- _PROBLEM REQUIREMENTS_:
Collect every line in the listing below that contains the word "water", and copy each one out. Treat uppercase and lowercase as different.

(Outline records)
.....
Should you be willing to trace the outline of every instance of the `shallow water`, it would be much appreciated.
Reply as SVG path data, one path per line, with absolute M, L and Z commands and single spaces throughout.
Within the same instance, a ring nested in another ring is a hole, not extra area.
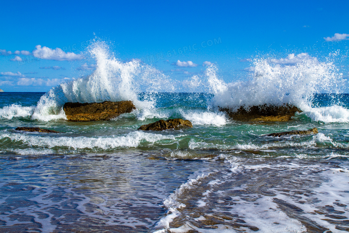
M 151 114 L 111 121 L 43 121 L 32 117 L 43 94 L 0 93 L 1 232 L 349 231 L 346 122 L 307 112 L 234 122 L 203 93 L 155 94 Z M 347 96 L 338 98 L 347 104 Z M 313 108 L 333 99 L 315 96 Z M 137 130 L 176 117 L 194 127 Z M 265 135 L 314 127 L 315 135 Z

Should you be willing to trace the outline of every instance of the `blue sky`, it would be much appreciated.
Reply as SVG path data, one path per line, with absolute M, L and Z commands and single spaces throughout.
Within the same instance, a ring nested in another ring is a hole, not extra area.
M 177 79 L 202 72 L 205 61 L 216 63 L 229 81 L 243 79 L 256 56 L 307 52 L 321 60 L 339 50 L 335 62 L 349 74 L 347 1 L 5 1 L 5 91 L 46 92 L 91 73 L 93 61 L 83 54 L 96 37 L 118 58 L 141 59 Z

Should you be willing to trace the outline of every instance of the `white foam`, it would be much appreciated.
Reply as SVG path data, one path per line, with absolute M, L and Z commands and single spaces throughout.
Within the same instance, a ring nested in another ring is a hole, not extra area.
M 185 205 L 178 202 L 177 197 L 184 190 L 190 189 L 195 187 L 197 183 L 200 182 L 200 180 L 209 174 L 209 173 L 206 175 L 202 174 L 201 176 L 198 176 L 195 179 L 189 180 L 186 182 L 182 184 L 179 188 L 176 189 L 174 192 L 165 198 L 163 205 L 168 208 L 166 215 L 162 218 L 155 224 L 154 228 L 157 230 L 154 232 L 154 233 L 165 232 L 166 229 L 169 227 L 170 223 L 175 218 L 180 214 L 179 209 L 185 207 Z
M 12 119 L 13 117 L 26 117 L 31 116 L 34 106 L 22 106 L 13 104 L 0 108 L 0 119 Z
M 87 137 L 43 137 L 23 133 L 5 133 L 0 135 L 0 139 L 8 138 L 16 142 L 21 142 L 30 146 L 43 146 L 49 148 L 56 147 L 66 147 L 76 150 L 84 148 L 100 148 L 108 150 L 120 147 L 136 147 L 142 141 L 153 143 L 163 140 L 176 140 L 172 135 L 159 134 L 136 131 L 125 136 Z
M 131 100 L 138 108 L 150 108 L 153 107 L 154 101 L 139 100 L 138 92 L 173 89 L 170 79 L 156 69 L 136 60 L 122 63 L 108 51 L 105 43 L 95 42 L 89 52 L 96 59 L 96 70 L 87 76 L 53 88 L 42 96 L 32 118 L 45 121 L 64 118 L 62 107 L 67 102 Z
M 344 108 L 310 107 L 315 93 L 339 93 L 345 85 L 333 63 L 304 55 L 297 56 L 297 63 L 285 65 L 275 59 L 255 59 L 250 78 L 229 83 L 218 77 L 214 65 L 208 66 L 206 75 L 209 92 L 214 94 L 213 104 L 236 110 L 241 106 L 288 103 L 314 121 L 348 122 L 349 111 Z
M 294 136 L 286 136 L 285 139 L 289 139 Z M 297 137 L 309 137 L 309 135 L 296 136 Z M 308 140 L 300 142 L 297 142 L 290 140 L 284 140 L 280 141 L 270 142 L 261 144 L 257 144 L 252 142 L 246 144 L 236 143 L 231 145 L 221 145 L 207 143 L 204 141 L 195 141 L 193 139 L 191 139 L 189 143 L 189 147 L 194 149 L 220 149 L 222 150 L 259 150 L 263 151 L 268 150 L 273 148 L 286 147 L 290 146 L 305 147 L 315 147 L 318 144 L 326 146 L 334 146 L 340 148 L 348 148 L 349 144 L 344 143 L 337 143 L 333 141 L 329 137 L 326 136 L 322 133 L 312 136 Z
M 302 110 L 308 117 L 315 121 L 349 123 L 349 109 L 340 106 L 311 108 L 305 105 Z
M 222 112 L 201 111 L 185 111 L 180 110 L 180 112 L 183 117 L 189 120 L 194 125 L 213 125 L 220 126 L 226 124 L 228 120 L 225 114 Z

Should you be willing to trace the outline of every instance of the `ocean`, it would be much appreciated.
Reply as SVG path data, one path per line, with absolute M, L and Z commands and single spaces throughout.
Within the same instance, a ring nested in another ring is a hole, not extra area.
M 224 81 L 212 65 L 176 82 L 91 52 L 90 75 L 0 93 L 0 232 L 349 231 L 349 94 L 332 63 L 260 59 L 245 80 Z M 109 121 L 69 122 L 62 108 L 124 100 L 137 109 Z M 244 122 L 218 110 L 284 103 L 302 112 Z M 178 118 L 193 128 L 137 129 Z

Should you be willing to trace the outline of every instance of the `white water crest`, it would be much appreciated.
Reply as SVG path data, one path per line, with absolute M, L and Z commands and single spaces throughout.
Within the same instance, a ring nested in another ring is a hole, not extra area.
M 344 80 L 330 61 L 320 62 L 306 53 L 289 54 L 285 59 L 258 58 L 248 69 L 250 78 L 226 83 L 214 65 L 206 71 L 209 92 L 214 94 L 215 106 L 236 110 L 266 104 L 285 104 L 298 107 L 312 119 L 326 122 L 348 122 L 349 111 L 340 106 L 314 108 L 311 106 L 318 93 L 338 94 Z
M 136 60 L 122 62 L 110 50 L 105 43 L 94 42 L 88 50 L 89 56 L 96 62 L 92 74 L 52 88 L 41 97 L 34 110 L 21 106 L 4 107 L 0 109 L 1 117 L 31 116 L 33 119 L 46 121 L 66 119 L 62 107 L 67 102 L 131 100 L 137 108 L 133 114 L 140 121 L 175 117 L 195 125 L 220 126 L 229 121 L 217 111 L 218 107 L 234 110 L 241 106 L 248 108 L 289 104 L 298 107 L 314 121 L 349 122 L 349 111 L 340 105 L 312 107 L 314 94 L 340 93 L 344 80 L 332 62 L 320 61 L 306 53 L 291 54 L 279 59 L 255 59 L 248 69 L 252 72 L 237 81 L 226 81 L 227 79 L 219 76 L 217 67 L 212 64 L 207 67 L 205 75 L 194 75 L 180 82 Z M 188 91 L 213 94 L 208 108 L 214 107 L 211 110 L 156 108 L 154 95 L 147 95 L 142 101 L 139 95 L 140 93 Z
M 34 106 L 23 107 L 12 104 L 0 108 L 0 119 L 12 119 L 13 117 L 25 117 L 31 116 L 34 112 Z
M 53 88 L 42 96 L 32 118 L 44 121 L 65 118 L 62 107 L 67 102 L 131 100 L 138 108 L 151 108 L 154 100 L 140 101 L 138 92 L 173 89 L 170 80 L 156 69 L 135 60 L 123 63 L 109 51 L 105 43 L 94 43 L 89 51 L 96 60 L 96 70 Z

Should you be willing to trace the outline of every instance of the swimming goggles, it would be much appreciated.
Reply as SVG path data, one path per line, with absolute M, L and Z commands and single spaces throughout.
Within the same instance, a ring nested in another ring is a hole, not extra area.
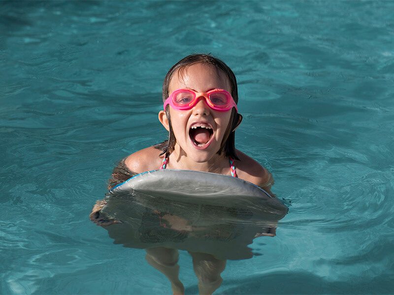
.....
- _ANSWER_:
Should you be willing to trace the outline of every instance of the `shallow water`, it would be much appreciated.
Should you be willing to trace the outline of every instance of the `white water crest`, it would be much appreciated.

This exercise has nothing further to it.